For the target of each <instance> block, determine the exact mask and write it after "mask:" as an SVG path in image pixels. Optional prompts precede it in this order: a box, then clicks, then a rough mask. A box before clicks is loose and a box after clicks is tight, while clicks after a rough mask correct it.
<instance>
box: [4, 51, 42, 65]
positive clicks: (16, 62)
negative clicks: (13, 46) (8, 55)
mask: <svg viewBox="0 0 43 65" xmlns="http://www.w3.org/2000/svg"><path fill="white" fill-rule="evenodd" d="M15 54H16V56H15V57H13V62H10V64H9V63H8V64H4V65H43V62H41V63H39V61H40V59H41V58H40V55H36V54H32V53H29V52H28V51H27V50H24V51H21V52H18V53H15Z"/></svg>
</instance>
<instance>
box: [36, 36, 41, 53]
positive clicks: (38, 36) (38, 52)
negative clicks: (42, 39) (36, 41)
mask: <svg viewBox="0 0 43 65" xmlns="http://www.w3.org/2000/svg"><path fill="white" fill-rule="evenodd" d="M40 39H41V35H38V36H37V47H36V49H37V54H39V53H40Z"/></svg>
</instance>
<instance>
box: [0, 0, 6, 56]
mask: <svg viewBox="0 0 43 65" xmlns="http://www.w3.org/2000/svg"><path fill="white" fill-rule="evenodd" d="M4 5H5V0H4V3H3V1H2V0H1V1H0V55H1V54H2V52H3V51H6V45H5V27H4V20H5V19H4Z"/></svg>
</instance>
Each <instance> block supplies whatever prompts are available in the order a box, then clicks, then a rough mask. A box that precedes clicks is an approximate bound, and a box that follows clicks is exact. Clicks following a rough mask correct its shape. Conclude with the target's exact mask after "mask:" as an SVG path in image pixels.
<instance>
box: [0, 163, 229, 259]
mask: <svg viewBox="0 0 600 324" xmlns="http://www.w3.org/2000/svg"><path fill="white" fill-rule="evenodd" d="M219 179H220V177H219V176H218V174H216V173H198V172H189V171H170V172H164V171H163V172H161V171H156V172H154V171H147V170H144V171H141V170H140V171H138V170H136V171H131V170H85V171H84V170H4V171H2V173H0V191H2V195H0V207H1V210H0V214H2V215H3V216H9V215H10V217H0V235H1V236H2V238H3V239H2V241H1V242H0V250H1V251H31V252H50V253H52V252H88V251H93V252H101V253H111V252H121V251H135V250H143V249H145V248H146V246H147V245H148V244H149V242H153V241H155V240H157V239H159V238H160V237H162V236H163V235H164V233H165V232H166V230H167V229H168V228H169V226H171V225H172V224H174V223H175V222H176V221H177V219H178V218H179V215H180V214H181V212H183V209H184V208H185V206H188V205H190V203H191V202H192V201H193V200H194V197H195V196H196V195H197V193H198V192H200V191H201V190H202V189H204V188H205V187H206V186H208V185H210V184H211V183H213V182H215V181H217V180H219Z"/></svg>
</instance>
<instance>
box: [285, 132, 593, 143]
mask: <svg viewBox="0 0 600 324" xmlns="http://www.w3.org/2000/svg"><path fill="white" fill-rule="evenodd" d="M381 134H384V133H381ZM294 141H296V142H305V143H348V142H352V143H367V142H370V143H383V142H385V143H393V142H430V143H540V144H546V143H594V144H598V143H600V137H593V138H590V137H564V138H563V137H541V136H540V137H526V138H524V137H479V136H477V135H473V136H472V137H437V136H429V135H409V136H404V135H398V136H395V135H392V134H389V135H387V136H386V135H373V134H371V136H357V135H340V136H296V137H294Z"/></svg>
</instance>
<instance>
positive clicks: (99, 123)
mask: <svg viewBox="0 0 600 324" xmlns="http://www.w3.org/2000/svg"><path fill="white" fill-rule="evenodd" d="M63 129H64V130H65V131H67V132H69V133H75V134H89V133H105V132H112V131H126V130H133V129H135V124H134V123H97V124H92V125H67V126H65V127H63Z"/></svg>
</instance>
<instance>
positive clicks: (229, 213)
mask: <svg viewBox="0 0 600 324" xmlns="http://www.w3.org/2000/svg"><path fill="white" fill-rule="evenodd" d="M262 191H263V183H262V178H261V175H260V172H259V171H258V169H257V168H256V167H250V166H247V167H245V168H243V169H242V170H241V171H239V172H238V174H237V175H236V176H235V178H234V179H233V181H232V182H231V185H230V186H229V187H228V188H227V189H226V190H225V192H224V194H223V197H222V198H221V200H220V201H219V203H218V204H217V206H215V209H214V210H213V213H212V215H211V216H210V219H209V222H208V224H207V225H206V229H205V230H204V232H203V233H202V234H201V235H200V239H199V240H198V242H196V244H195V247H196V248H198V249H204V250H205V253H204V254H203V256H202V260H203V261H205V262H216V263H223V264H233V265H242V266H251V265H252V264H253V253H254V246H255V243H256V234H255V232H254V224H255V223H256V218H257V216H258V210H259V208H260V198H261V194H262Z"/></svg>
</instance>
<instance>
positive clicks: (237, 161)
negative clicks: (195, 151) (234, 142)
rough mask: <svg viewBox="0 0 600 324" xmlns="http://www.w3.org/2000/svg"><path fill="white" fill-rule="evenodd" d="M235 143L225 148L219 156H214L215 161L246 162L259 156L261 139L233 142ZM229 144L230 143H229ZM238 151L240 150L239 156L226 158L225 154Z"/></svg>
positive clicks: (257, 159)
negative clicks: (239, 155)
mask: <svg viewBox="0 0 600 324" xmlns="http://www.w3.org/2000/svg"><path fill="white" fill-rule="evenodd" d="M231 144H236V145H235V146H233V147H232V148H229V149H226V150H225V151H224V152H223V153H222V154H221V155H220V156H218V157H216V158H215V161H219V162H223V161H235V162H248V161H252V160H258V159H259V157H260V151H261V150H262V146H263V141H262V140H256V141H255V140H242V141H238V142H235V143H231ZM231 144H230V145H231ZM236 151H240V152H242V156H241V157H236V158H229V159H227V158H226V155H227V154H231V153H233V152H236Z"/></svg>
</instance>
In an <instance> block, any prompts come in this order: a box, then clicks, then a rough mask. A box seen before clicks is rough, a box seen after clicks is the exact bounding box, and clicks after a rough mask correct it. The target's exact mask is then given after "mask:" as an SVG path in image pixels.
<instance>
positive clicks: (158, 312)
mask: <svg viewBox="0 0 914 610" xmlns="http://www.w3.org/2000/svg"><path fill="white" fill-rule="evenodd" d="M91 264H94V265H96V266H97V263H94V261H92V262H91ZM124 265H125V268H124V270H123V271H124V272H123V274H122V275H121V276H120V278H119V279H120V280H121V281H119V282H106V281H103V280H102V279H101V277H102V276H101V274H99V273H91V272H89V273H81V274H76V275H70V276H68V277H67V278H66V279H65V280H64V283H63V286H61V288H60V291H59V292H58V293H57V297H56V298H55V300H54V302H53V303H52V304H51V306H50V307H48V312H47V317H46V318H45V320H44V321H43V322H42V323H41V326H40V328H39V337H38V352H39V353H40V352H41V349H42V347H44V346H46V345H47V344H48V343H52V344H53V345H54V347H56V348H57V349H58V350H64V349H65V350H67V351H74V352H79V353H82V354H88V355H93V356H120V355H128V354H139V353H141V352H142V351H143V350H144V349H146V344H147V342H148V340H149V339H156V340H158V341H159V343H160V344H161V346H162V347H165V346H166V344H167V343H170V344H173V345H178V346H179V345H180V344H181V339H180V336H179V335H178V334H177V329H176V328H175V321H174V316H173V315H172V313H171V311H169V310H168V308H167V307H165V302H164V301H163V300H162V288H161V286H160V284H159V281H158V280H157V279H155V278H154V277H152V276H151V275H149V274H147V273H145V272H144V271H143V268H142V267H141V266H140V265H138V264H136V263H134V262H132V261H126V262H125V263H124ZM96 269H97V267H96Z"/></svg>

==========

§ **Description of the task**
The answer must consist of all the entries, copied exactly.

§ **Response to this exercise**
For the target of each <instance> block, determine the exact mask and write it after "mask:" as an SVG path in image pixels. Optional prompts precede it in this order: a box, then clicks, then a rough mask. A box before clicks is loose and a box after clicks is tight, while clicks after a rough mask correct it.
<instance>
box: [4, 51, 42, 65]
positive clicks: (16, 62)
negative clicks: (13, 46) (8, 55)
mask: <svg viewBox="0 0 43 65" xmlns="http://www.w3.org/2000/svg"><path fill="white" fill-rule="evenodd" d="M15 54H16V56H15V57H13V62H10V64H9V63H8V64H4V65H43V62H41V63H39V61H40V59H41V58H40V55H36V54H32V53H29V52H28V51H27V50H24V51H21V52H18V53H15Z"/></svg>
</instance>
<instance>
box: [36, 36, 41, 53]
positive clicks: (38, 36) (38, 52)
negative clicks: (42, 39) (36, 41)
mask: <svg viewBox="0 0 43 65" xmlns="http://www.w3.org/2000/svg"><path fill="white" fill-rule="evenodd" d="M40 39H41V35H38V36H37V47H36V49H37V54H39V53H40Z"/></svg>
</instance>
<instance>
box: [0, 0, 6, 56]
mask: <svg viewBox="0 0 43 65" xmlns="http://www.w3.org/2000/svg"><path fill="white" fill-rule="evenodd" d="M4 5H5V0H4V3H3V1H2V0H1V1H0V55H1V54H2V52H3V51H6V45H5V27H4V20H5V19H4Z"/></svg>
</instance>
Each <instance> block supplies whatever prompts are available in the order a box, then clicks, then a rough mask. A box that precedes clicks is an approximate bound, and a box that follows clicks is exact. Clicks following a rough mask correct its shape. Conclude with the target's exact mask after "mask:" as an SVG path in image pixels.
<instance>
box: [0, 163, 229, 259]
mask: <svg viewBox="0 0 600 324" xmlns="http://www.w3.org/2000/svg"><path fill="white" fill-rule="evenodd" d="M219 179H220V177H219V176H218V174H216V173H198V172H189V171H170V172H164V171H163V172H161V171H156V172H154V171H147V170H144V171H141V170H140V171H138V170H136V171H131V170H85V171H84V170H4V171H2V173H0V191H2V195H0V207H1V210H0V214H2V215H3V216H9V215H10V217H0V235H1V236H2V238H3V239H2V241H1V242H0V250H1V251H31V252H50V253H52V252H88V251H93V252H101V253H111V252H121V251H135V250H143V249H145V248H146V246H147V245H148V244H149V242H153V241H155V240H157V239H159V238H160V237H162V236H163V235H164V233H165V232H166V230H167V229H168V228H169V226H171V225H172V224H174V223H175V222H176V221H177V219H178V218H179V215H180V214H181V212H183V209H184V208H185V206H188V205H190V203H191V202H192V201H193V200H194V197H195V196H196V195H197V193H198V192H200V191H201V190H202V189H204V188H205V187H206V186H208V185H210V184H211V183H213V182H215V181H217V180H219Z"/></svg>
</instance>
<instance>
box: [285, 132, 593, 143]
mask: <svg viewBox="0 0 600 324" xmlns="http://www.w3.org/2000/svg"><path fill="white" fill-rule="evenodd" d="M381 134H384V133H381ZM294 141H296V142H305V143H348V142H352V143H367V142H370V143H383V142H385V143H393V142H430V143H540V144H546V143H594V144H598V143H600V137H593V138H590V137H564V138H563V137H541V136H540V137H526V138H524V137H479V136H477V135H473V136H472V137H437V136H429V135H409V136H404V135H398V136H395V135H392V134H389V135H387V136H386V135H373V134H371V136H357V135H340V136H296V137H294Z"/></svg>
</instance>
<instance>
positive clicks: (99, 123)
mask: <svg viewBox="0 0 600 324" xmlns="http://www.w3.org/2000/svg"><path fill="white" fill-rule="evenodd" d="M63 129H64V130H65V131H67V132H69V133H75V134H89V133H105V132H112V131H126V130H133V129H135V124H134V123H97V124H92V125H67V126H65V127H63Z"/></svg>
</instance>
<instance>
positive clicks: (229, 213)
mask: <svg viewBox="0 0 600 324" xmlns="http://www.w3.org/2000/svg"><path fill="white" fill-rule="evenodd" d="M262 191H263V183H262V178H261V175H260V172H259V171H258V169H257V168H256V167H250V166H247V167H245V168H243V169H242V170H241V171H239V172H238V174H237V175H236V176H235V178H234V179H233V181H232V182H231V185H230V186H229V187H228V188H227V189H226V190H225V192H224V194H223V197H222V198H221V200H220V201H219V203H218V204H217V206H215V209H214V210H213V213H212V215H211V216H210V219H209V222H208V224H207V225H206V229H205V230H204V232H203V233H202V234H201V235H200V239H199V240H198V242H196V244H195V247H196V248H198V249H204V250H205V253H204V254H203V256H202V260H203V261H205V262H216V263H223V264H233V265H242V266H251V265H252V264H253V253H254V246H255V243H256V234H255V232H254V224H255V223H256V218H257V216H258V210H259V208H260V198H261V194H262Z"/></svg>
</instance>
<instance>
positive clicks: (237, 161)
negative clicks: (195, 151) (234, 142)
rough mask: <svg viewBox="0 0 600 324" xmlns="http://www.w3.org/2000/svg"><path fill="white" fill-rule="evenodd" d="M235 143L225 148L219 156H214L215 161L246 162L259 156L261 139L233 142ZM229 144L230 143H229ZM238 151L240 150L239 156L226 158L225 154Z"/></svg>
positive clicks: (257, 159)
negative clicks: (239, 155)
mask: <svg viewBox="0 0 600 324" xmlns="http://www.w3.org/2000/svg"><path fill="white" fill-rule="evenodd" d="M231 144H236V145H235V146H233V147H232V148H229V149H226V150H225V151H224V152H223V153H222V154H221V155H220V156H218V157H216V158H215V161H219V162H223V161H235V162H248V161H252V160H258V159H259V157H260V151H261V150H262V146H263V141H262V140H256V141H255V140H242V141H238V142H235V143H231ZM231 144H230V145H231ZM236 151H240V152H242V156H241V157H236V158H229V159H227V158H226V155H227V154H231V153H233V152H236Z"/></svg>
</instance>
In an <instance> block, any prompts come in this order: a box, then clicks, then a rough mask. A box seen before clicks is rough, a box seen after clicks is the exact bounding box, and clicks after a rough mask correct it. The target's exact mask is then given after "mask:" as an SVG path in image pixels.
<instance>
positive clicks: (158, 312)
mask: <svg viewBox="0 0 914 610" xmlns="http://www.w3.org/2000/svg"><path fill="white" fill-rule="evenodd" d="M91 264H94V265H96V266H97V263H94V261H92V262H91ZM124 265H125V268H124V270H123V271H124V272H123V274H122V275H121V276H120V278H119V279H120V280H121V281H119V282H106V281H103V280H102V279H101V277H102V276H101V274H99V273H91V272H89V273H81V274H76V275H70V276H68V277H67V278H66V279H65V280H64V283H63V286H61V288H60V291H59V292H58V293H57V297H56V298H55V300H54V302H53V303H52V304H51V306H50V307H48V312H47V317H46V318H45V320H44V321H43V322H42V323H41V326H40V328H39V337H38V352H39V353H40V352H41V349H42V347H44V346H46V345H47V344H48V343H52V344H53V345H54V347H56V348H57V349H58V350H64V349H65V350H67V351H74V352H79V353H82V354H88V355H93V356H120V355H128V354H139V353H141V352H142V351H143V350H144V349H146V344H147V342H148V340H149V339H156V340H158V341H159V343H160V344H161V346H162V347H165V346H166V344H167V343H170V344H173V345H178V346H179V345H180V344H181V339H180V336H179V335H178V334H177V329H176V328H175V321H174V316H173V315H172V313H171V311H169V310H168V308H167V307H165V302H164V301H163V300H162V288H161V286H160V284H159V281H158V280H157V279H155V278H154V277H152V276H151V275H149V274H147V273H145V272H144V271H143V268H142V267H141V266H140V265H138V264H136V263H134V262H132V261H126V262H125V263H124ZM96 269H97V267H96Z"/></svg>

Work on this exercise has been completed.